### Exercise directions
Count the rows below that contain the string "barn" and reply with that number alone.

### Information shown
★ ★ ★ ★ ★
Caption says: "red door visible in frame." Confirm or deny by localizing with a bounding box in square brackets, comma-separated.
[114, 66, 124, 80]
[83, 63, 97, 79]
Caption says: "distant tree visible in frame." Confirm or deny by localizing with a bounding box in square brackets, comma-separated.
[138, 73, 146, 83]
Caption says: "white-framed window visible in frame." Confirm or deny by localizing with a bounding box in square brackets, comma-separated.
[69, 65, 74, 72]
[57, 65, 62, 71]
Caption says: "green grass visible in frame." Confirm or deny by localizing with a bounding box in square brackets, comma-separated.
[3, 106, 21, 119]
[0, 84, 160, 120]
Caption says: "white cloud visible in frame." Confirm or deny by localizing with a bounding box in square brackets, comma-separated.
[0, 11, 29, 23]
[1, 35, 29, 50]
★ ★ ★ ★ ★
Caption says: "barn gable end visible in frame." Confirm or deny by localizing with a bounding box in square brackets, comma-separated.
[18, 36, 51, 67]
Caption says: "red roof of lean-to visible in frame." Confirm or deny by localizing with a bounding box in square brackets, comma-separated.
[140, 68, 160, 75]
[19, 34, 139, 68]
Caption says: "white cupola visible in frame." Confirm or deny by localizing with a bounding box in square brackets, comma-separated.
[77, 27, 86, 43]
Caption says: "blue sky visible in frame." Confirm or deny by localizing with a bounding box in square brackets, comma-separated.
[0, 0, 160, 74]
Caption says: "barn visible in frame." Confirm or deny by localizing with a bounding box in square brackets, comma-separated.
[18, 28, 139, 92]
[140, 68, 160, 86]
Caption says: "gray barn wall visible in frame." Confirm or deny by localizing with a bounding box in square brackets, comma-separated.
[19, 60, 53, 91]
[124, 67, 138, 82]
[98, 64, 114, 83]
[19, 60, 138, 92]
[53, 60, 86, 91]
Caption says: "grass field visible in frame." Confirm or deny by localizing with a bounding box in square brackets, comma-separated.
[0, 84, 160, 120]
★ ★ ★ ★ ★
### Exercise answer
3